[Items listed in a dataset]
===============

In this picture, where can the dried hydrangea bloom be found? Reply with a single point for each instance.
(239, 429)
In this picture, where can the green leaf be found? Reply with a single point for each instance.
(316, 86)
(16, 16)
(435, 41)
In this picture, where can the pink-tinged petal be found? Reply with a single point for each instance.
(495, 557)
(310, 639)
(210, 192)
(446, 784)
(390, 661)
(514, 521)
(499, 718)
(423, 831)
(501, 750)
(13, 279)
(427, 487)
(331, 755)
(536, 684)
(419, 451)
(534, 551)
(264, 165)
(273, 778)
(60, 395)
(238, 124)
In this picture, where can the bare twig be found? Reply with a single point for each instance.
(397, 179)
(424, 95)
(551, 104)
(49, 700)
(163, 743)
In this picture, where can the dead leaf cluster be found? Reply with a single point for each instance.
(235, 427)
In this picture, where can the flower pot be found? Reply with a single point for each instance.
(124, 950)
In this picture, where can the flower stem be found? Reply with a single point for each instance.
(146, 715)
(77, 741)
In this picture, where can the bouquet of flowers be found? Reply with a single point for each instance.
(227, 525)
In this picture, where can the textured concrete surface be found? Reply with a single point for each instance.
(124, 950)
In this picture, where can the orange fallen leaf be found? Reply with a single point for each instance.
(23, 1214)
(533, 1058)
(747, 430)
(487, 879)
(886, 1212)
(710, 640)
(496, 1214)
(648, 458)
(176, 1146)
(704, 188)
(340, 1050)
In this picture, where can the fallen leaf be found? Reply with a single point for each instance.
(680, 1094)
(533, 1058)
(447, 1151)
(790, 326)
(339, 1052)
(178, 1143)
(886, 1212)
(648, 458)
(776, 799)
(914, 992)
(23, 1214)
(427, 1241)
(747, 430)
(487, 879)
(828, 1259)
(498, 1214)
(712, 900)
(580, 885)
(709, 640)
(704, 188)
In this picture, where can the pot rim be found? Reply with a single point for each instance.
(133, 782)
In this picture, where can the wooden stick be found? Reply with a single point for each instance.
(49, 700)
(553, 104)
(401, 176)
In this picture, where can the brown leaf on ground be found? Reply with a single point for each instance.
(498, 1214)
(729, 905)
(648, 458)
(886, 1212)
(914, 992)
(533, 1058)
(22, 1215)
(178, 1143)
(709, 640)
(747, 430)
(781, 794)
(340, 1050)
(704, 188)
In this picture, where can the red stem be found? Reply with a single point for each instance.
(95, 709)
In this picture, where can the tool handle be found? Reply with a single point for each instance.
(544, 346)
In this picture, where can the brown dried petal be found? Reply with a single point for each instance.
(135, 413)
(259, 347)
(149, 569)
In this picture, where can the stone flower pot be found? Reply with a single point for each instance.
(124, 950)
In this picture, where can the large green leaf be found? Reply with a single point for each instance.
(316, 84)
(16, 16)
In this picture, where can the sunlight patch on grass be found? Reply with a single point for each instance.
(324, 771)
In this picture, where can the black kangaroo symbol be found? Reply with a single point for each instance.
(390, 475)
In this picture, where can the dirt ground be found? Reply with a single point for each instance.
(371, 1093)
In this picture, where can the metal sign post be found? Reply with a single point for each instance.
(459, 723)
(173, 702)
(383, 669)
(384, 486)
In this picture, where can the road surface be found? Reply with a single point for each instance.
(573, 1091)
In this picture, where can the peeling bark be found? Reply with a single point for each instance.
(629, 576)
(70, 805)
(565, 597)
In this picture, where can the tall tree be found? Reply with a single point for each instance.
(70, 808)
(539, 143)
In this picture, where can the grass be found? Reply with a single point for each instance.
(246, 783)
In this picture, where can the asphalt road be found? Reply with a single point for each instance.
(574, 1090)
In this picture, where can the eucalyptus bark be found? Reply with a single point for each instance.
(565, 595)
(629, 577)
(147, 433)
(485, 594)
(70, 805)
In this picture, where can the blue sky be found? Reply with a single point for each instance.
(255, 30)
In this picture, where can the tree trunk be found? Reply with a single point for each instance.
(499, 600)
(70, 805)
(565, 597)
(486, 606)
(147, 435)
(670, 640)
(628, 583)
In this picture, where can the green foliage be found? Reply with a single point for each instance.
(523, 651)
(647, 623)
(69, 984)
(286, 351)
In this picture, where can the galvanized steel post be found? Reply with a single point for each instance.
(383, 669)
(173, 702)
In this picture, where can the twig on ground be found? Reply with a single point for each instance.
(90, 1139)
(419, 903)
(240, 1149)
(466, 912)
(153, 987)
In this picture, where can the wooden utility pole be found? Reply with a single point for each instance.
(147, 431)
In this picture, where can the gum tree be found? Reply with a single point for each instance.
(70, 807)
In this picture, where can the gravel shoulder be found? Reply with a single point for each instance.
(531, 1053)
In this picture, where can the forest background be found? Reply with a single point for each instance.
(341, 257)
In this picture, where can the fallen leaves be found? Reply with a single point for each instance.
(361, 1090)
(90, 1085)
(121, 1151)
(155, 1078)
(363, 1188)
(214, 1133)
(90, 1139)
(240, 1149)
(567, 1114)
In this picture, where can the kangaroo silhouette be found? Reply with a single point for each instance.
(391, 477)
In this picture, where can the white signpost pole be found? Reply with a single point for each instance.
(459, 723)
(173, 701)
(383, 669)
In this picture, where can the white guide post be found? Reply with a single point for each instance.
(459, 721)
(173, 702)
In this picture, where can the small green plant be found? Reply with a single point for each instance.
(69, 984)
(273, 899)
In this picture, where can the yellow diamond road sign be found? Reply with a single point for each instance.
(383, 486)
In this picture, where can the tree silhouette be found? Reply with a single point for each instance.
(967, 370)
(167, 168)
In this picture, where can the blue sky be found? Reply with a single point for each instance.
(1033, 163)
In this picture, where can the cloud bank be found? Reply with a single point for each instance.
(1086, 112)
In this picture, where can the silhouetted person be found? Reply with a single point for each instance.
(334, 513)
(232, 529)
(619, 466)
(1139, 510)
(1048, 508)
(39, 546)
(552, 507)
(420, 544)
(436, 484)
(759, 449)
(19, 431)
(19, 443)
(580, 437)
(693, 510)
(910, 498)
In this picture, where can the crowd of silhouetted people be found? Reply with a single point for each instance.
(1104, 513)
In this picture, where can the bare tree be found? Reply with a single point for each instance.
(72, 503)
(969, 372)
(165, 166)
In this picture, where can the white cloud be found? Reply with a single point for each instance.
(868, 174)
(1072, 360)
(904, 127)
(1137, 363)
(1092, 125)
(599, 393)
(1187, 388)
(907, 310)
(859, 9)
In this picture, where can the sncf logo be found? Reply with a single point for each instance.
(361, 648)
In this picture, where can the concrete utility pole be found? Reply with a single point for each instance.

===============

Rewrite the items from the line with "In this picture, where can the fallen leaves" to the line with "(567, 1114)", both lines included. Keep the request lines as they are and increase each coordinate in the answer points by 108.

*EXERCISE RESULT*:
In this picture, where can the fallen leaves be found? Reply with a single point for each instance.
(469, 1198)
(198, 1193)
(229, 1259)
(263, 1186)
(471, 1296)
(322, 1241)
(198, 1247)
(348, 1257)
(675, 1222)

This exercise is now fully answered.